■ Stated problem ■
Count how many lines of the records below contain the string "tree", matching case exactly, and give only that number.

■ Available records ■
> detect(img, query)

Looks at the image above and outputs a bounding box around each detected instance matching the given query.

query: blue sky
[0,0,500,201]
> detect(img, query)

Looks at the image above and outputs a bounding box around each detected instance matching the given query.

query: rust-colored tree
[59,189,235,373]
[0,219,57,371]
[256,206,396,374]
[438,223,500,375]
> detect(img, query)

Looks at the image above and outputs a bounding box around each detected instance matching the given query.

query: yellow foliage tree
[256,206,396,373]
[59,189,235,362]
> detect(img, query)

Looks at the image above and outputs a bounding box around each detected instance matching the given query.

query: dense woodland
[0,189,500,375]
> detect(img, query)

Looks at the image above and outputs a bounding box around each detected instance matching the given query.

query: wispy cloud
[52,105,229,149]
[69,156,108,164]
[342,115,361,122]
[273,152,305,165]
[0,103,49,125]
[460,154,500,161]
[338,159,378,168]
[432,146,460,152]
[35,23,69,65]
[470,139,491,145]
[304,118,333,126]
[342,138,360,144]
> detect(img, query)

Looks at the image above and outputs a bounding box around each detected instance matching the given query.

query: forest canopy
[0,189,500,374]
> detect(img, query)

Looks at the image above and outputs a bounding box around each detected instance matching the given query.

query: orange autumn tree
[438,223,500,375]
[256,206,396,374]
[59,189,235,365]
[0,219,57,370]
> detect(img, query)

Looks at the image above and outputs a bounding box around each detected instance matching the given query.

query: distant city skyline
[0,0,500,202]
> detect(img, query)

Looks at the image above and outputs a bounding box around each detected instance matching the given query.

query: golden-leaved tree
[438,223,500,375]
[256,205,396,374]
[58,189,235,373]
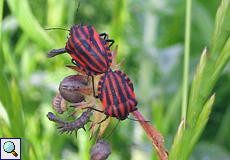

■ Written response ■
4